Reproduce everything in the listing from the line containing "pin: red crane" down to its final line, both ends included, character for character.
═════ ITEMS ═════
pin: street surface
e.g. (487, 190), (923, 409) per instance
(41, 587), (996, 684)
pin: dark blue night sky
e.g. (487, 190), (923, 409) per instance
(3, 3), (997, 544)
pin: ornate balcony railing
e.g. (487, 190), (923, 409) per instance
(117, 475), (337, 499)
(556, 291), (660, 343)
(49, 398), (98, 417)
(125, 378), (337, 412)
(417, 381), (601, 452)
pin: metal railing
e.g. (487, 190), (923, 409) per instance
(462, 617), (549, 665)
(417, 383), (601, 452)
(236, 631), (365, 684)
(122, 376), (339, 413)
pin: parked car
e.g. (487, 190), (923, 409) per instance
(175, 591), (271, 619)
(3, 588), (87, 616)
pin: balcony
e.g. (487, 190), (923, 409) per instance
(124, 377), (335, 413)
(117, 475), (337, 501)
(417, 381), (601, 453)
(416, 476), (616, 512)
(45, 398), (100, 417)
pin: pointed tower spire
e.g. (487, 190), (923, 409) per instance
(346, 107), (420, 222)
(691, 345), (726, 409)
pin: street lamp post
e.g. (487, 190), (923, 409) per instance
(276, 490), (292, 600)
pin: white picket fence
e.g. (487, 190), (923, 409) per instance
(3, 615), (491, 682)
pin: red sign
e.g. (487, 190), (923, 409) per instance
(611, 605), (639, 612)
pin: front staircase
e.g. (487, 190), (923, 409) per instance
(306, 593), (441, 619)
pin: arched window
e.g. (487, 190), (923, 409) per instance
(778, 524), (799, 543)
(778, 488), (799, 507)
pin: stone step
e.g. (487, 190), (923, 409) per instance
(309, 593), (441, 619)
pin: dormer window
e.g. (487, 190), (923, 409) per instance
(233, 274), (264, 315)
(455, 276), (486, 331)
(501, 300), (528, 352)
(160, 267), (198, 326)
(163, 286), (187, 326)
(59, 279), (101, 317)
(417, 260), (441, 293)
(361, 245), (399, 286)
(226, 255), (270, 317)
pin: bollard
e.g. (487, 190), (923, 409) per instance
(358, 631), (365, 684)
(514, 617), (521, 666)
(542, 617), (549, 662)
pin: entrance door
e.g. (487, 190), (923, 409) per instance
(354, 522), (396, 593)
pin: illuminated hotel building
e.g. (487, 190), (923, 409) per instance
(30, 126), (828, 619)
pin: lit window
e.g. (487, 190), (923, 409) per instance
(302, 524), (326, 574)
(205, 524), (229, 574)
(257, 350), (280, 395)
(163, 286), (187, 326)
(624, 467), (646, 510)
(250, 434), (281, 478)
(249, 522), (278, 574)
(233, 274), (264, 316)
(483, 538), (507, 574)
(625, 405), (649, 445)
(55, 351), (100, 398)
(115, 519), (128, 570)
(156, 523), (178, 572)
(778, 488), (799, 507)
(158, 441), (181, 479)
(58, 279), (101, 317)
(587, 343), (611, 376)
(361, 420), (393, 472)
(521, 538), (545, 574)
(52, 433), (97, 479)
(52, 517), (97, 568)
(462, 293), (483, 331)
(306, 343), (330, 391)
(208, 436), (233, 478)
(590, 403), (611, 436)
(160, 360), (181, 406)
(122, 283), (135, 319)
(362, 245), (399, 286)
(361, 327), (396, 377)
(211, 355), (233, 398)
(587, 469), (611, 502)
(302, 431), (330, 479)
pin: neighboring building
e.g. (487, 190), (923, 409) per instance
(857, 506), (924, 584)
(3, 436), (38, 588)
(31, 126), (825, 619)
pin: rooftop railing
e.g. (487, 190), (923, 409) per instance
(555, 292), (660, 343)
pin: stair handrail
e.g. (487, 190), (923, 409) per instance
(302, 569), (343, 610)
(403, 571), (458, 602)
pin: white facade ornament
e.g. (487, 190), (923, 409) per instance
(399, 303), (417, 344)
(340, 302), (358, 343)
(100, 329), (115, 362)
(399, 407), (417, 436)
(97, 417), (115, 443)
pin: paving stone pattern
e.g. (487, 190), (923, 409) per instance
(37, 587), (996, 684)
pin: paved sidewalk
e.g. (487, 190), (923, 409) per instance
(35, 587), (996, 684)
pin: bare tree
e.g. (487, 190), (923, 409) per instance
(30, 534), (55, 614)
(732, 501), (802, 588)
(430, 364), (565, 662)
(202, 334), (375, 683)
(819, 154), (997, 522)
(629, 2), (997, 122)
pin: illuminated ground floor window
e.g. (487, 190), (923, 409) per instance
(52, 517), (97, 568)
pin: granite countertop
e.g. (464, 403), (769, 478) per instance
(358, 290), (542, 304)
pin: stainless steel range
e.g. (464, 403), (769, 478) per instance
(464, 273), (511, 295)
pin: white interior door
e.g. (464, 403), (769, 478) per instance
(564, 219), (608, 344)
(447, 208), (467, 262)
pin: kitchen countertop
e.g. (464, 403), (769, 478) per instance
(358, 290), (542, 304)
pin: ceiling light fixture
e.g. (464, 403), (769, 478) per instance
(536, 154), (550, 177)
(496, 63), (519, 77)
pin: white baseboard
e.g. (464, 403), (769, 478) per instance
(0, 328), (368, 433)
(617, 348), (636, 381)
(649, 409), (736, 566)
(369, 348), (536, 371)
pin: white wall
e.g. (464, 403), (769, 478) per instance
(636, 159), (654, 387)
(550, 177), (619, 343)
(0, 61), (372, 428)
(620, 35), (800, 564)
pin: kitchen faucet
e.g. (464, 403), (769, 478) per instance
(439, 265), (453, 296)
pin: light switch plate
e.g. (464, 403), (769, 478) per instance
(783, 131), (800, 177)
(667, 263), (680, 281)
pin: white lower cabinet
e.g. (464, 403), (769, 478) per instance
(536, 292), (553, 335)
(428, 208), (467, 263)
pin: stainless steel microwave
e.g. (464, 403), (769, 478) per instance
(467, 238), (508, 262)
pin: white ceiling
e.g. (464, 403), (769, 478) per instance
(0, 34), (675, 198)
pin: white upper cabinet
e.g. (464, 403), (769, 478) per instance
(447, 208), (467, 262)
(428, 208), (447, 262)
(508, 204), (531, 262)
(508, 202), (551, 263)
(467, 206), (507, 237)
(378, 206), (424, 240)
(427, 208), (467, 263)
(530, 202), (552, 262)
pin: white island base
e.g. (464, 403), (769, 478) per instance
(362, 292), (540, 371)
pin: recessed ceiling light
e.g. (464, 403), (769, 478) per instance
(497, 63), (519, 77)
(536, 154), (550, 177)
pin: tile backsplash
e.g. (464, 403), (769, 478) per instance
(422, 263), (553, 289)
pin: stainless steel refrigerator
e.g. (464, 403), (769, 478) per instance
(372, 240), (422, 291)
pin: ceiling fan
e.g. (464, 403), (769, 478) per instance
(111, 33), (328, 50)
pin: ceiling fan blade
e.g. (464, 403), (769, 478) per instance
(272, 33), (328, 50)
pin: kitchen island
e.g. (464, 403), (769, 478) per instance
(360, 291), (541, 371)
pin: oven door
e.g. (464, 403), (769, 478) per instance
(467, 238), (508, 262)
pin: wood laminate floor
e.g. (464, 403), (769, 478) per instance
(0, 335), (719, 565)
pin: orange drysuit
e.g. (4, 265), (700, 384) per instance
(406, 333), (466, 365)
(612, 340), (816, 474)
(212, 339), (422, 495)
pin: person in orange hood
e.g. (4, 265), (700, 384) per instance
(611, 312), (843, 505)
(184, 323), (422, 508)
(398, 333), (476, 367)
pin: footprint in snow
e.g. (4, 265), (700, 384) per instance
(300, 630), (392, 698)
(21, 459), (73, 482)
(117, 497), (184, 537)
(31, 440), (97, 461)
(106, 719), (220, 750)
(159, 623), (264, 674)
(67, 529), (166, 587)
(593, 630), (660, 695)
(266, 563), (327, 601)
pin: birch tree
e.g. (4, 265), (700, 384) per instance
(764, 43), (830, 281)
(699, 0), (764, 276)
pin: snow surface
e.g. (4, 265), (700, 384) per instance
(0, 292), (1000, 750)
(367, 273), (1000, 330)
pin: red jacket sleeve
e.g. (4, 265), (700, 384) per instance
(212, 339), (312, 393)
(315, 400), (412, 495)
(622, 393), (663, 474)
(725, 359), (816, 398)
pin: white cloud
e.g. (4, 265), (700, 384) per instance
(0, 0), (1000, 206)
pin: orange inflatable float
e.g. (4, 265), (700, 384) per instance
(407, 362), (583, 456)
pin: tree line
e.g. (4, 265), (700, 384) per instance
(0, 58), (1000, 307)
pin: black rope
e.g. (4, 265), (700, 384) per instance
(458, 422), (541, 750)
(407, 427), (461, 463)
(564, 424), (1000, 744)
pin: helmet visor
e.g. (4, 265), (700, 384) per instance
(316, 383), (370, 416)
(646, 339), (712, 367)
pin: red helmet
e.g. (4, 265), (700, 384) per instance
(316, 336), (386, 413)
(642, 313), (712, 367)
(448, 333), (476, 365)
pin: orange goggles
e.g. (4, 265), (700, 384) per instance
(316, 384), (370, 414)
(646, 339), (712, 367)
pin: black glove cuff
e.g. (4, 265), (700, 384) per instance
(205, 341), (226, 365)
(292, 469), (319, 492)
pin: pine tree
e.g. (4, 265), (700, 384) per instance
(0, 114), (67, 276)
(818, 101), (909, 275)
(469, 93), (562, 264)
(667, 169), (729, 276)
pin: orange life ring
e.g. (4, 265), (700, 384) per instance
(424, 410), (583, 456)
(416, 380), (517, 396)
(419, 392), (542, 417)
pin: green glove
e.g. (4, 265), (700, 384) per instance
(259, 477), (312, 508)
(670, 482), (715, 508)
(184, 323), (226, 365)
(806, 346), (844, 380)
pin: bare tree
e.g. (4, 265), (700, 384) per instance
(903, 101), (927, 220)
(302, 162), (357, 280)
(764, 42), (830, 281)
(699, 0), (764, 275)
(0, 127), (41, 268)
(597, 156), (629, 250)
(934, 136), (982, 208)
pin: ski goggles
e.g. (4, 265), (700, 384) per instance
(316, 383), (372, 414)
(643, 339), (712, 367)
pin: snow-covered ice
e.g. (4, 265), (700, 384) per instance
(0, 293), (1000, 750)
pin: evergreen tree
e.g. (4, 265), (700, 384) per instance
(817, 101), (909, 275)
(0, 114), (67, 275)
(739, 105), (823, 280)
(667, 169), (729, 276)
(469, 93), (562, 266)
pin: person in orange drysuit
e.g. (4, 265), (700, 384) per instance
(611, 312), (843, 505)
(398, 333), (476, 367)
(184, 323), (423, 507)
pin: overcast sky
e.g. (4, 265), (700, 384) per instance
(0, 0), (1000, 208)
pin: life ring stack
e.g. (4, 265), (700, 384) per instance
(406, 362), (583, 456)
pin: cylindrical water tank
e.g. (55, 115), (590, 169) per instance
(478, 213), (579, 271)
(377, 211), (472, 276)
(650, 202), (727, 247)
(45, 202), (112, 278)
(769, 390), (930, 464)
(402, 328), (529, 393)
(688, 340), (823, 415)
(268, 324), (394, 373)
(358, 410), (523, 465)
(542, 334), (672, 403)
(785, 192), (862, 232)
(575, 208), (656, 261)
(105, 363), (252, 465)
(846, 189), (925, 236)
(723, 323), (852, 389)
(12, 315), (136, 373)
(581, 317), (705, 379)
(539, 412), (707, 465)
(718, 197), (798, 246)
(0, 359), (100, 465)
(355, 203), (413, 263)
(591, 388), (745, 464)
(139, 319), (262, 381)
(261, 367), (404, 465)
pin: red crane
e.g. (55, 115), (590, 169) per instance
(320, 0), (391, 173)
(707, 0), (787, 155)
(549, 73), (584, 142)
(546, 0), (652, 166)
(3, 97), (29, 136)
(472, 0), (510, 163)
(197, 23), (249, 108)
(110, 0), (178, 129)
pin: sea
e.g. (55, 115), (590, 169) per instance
═════
◆ EXERCISE RESPONSE
pin: red crane
e.g. (55, 115), (590, 169) per instance
(320, 0), (391, 173)
(707, 0), (787, 155)
(549, 73), (584, 142)
(546, 0), (652, 166)
(3, 97), (29, 136)
(472, 0), (510, 163)
(197, 23), (249, 108)
(110, 0), (178, 129)
pin: sea
e.g. (55, 115), (590, 169) per instance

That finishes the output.